§ GOAL OF THE EXERCISE: Put every line of the items below into a Markdown table with two columns, Row and Line, giving each line its own numbered row and leaving out any blank lines.

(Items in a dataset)
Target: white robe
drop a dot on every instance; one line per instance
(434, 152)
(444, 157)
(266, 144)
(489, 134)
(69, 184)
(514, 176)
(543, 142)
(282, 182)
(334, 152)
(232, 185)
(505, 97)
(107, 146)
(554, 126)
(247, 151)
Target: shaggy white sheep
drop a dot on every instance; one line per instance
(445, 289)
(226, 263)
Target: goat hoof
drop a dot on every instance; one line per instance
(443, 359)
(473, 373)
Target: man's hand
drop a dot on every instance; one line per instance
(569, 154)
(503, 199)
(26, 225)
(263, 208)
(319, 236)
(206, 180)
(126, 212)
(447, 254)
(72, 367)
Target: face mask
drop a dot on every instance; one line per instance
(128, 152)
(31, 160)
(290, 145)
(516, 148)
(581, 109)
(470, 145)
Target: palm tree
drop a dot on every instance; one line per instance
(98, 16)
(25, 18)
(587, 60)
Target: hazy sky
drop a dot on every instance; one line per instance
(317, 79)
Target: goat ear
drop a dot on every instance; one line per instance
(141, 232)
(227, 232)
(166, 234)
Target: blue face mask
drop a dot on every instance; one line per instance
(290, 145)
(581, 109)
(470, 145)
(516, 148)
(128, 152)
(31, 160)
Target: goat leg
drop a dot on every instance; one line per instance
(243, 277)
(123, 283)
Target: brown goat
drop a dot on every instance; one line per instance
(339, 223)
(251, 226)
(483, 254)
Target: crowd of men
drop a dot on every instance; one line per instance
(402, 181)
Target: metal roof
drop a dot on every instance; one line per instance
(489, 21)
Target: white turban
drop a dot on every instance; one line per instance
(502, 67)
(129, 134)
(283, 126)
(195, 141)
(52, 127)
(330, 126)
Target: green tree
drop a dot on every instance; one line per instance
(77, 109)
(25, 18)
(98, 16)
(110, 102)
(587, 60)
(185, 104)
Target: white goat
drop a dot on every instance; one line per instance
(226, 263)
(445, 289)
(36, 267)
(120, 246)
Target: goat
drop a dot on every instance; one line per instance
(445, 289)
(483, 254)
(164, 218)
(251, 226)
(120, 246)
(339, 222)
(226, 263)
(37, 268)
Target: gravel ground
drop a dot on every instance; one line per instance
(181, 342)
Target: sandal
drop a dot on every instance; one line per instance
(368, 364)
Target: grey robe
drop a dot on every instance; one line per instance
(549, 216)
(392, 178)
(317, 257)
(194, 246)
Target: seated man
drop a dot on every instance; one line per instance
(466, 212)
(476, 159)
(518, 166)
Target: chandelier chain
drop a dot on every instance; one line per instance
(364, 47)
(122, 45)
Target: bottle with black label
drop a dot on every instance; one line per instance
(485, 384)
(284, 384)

§ EXERCISE RESULT:
| Row | Line |
|---|---|
| 1 | Target: white robe |
| 2 | drop a dot on every instance; one line per instance |
| 3 | (434, 152) |
| 4 | (444, 157) |
| 5 | (266, 144) |
| 6 | (489, 134) |
| 7 | (69, 184) |
| 8 | (514, 176) |
| 9 | (543, 142) |
| 10 | (282, 182) |
| 11 | (334, 152) |
| 12 | (232, 185) |
| 13 | (505, 97) |
| 14 | (107, 146) |
| 15 | (554, 126) |
| 16 | (247, 151) |
| 17 | Target: shaggy white sheep |
| 18 | drop a dot on every instance; one line per instance |
| 19 | (445, 289) |
| 20 | (226, 263) |
| 21 | Target: goat hoof |
| 22 | drop a dot on every instance; one line per instance |
| 23 | (443, 359) |
| 24 | (473, 373) |
| 25 | Target: man's hand |
| 26 | drop a dot on every instance; one line per instance |
| 27 | (569, 154) |
| 28 | (503, 199) |
| 29 | (26, 225) |
| 30 | (263, 208) |
| 31 | (319, 236) |
| 32 | (206, 180) |
| 33 | (126, 212) |
| 34 | (447, 254) |
| 35 | (72, 367) |
| 36 | Target: face mask |
| 37 | drop a dot on every instance; one line per instance |
| 38 | (128, 152) |
| 39 | (31, 160) |
| 40 | (290, 145) |
| 41 | (516, 148) |
| 42 | (581, 109) |
| 43 | (470, 145) |
| 44 | Target: palm tree |
| 45 | drop a dot on every instance; one line per instance |
| 46 | (98, 16) |
| 47 | (25, 18) |
| 48 | (587, 60) |
| 49 | Target: hazy sky |
| 50 | drop a dot on every instance; one line per instance |
| 51 | (317, 79) |
| 52 | Target: goat ear |
| 53 | drop a dot on every instance; one line per instance |
| 54 | (141, 232) |
| 55 | (227, 232) |
| 56 | (166, 234) |
| 57 | Target: blue face mask |
| 58 | drop a dot on every instance; one line per instance |
| 59 | (290, 145) |
| 60 | (581, 109) |
| 61 | (470, 145) |
| 62 | (516, 148) |
| 63 | (128, 152) |
| 64 | (31, 160) |
| 65 | Target: goat leg |
| 66 | drop a dot on every instance; one line per instance |
| 67 | (243, 277) |
| 68 | (123, 283) |
| 69 | Target: brown goat |
| 70 | drop a dot on every instance; one line per instance |
| 71 | (339, 223) |
| 72 | (251, 226) |
| 73 | (483, 254) |
| 74 | Target: crowd of men |
| 75 | drop a dot on every instance; one line per instance |
| 76 | (402, 181) |
| 77 | Target: metal roof |
| 78 | drop a dot on every instance; one line per instance |
| 79 | (489, 21) |
| 80 | Target: white turban |
| 81 | drop a dot on every instance; one line per instance |
| 82 | (502, 67) |
| 83 | (129, 134) |
| 84 | (283, 126) |
| 85 | (195, 141) |
| 86 | (52, 127) |
| 87 | (330, 126) |
| 88 | Target: green tree |
| 89 | drop a dot on every instance; one line per instance |
| 90 | (77, 109) |
| 91 | (25, 18) |
| 92 | (98, 16) |
| 93 | (110, 102) |
| 94 | (587, 60) |
| 95 | (185, 104) |
| 96 | Target: white goat |
| 97 | drop a dot on every instance; one line per instance |
| 98 | (226, 263) |
| 99 | (445, 289) |
| 100 | (36, 267) |
| 101 | (120, 246) |
| 102 | Target: goat |
| 103 | drop a dot on every instance; one line per instance |
| 104 | (445, 289) |
| 105 | (483, 254) |
| 106 | (164, 218) |
| 107 | (251, 226) |
| 108 | (120, 246) |
| 109 | (339, 222) |
| 110 | (226, 263) |
| 111 | (37, 268) |
| 112 | Target: gravel ground |
| 113 | drop a dot on every instance; one line per instance |
| 114 | (181, 342) |
| 115 | Target: sandal |
| 116 | drop a dot on every instance; one line per instance |
| 117 | (368, 364) |
| 118 | Target: grey robe |
| 119 | drop a dot on every instance; one line per instance |
| 120 | (549, 216) |
| 121 | (392, 178) |
| 122 | (317, 257) |
| 123 | (194, 246) |
| 124 | Target: seated man |
| 125 | drop a dot on every instance; one line per instance |
| 126 | (466, 212) |
| 127 | (476, 159) |
| 128 | (518, 166) |
| 129 | Target: chandelier chain |
| 130 | drop a dot on every instance; one line per instance |
| 131 | (364, 47) |
| 132 | (122, 45) |
| 133 | Target: bottle with black label |
| 134 | drop a dot on every instance; one line per instance |
| 135 | (485, 384) |
| 136 | (284, 384) |